| Goal of the exercise |
Read through the listing below and return only the lines containing "road".

| The data |
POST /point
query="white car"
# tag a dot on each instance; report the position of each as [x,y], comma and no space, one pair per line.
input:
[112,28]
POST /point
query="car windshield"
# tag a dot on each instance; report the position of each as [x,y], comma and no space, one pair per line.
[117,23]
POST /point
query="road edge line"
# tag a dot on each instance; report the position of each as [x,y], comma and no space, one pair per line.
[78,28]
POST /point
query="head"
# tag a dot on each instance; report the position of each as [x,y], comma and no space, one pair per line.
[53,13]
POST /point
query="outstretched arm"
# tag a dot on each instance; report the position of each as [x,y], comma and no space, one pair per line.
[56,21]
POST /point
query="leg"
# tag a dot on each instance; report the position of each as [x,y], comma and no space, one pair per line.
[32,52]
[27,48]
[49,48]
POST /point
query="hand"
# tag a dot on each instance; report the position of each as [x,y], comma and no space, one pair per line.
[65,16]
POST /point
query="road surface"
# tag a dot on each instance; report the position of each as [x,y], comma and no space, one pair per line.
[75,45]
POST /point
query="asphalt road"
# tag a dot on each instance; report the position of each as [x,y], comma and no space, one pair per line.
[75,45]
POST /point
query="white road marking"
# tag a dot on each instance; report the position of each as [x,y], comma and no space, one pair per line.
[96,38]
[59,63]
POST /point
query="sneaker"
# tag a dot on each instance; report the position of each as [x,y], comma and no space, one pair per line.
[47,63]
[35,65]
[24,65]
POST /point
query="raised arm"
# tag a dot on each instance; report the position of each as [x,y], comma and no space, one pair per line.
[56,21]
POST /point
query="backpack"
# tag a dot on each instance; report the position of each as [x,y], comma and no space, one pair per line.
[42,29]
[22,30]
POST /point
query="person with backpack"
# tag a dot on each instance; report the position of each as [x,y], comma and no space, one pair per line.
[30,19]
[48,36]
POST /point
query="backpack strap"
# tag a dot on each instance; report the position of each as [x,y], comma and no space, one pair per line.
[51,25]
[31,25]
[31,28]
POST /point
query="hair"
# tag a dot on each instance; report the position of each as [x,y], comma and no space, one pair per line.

| Result of this exercise |
query="road edge line"
query="road surface"
query="asphalt road"
query="white road marking"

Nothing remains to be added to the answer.